> Tarea escrita:
Dispón en una tabla Markdown el tramo de los registros que va desde la línea que contiene "pile you find." hasta el final, ambos extremos incluidos, con las columnas Posición (el número de fila) y Texto (la línea). Omite las líneas en blanco.

════

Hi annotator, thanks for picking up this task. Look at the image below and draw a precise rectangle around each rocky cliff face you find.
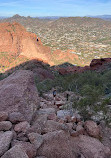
[0,22,80,70]
[0,23,50,62]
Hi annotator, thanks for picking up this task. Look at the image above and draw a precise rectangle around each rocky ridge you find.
[0,22,80,72]
[0,70,111,158]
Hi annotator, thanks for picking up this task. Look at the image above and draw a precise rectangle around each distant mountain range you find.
[0,14,111,66]
[89,15,111,20]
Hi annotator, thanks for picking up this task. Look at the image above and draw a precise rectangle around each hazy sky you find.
[0,0,111,16]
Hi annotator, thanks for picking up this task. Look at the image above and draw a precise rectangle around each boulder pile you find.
[0,71,111,158]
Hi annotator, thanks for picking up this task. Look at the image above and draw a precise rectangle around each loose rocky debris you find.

════

> Ejercicio resuelto:
| Posición | Texto |
|---|---|
| 1 | Hi annotator, thanks for picking up this task. Look at the image above and draw a precise rectangle around each boulder pile you find. |
| 2 | [0,71,111,158] |
| 3 | Hi annotator, thanks for picking up this task. Look at the image above and draw a precise rectangle around each loose rocky debris you find. |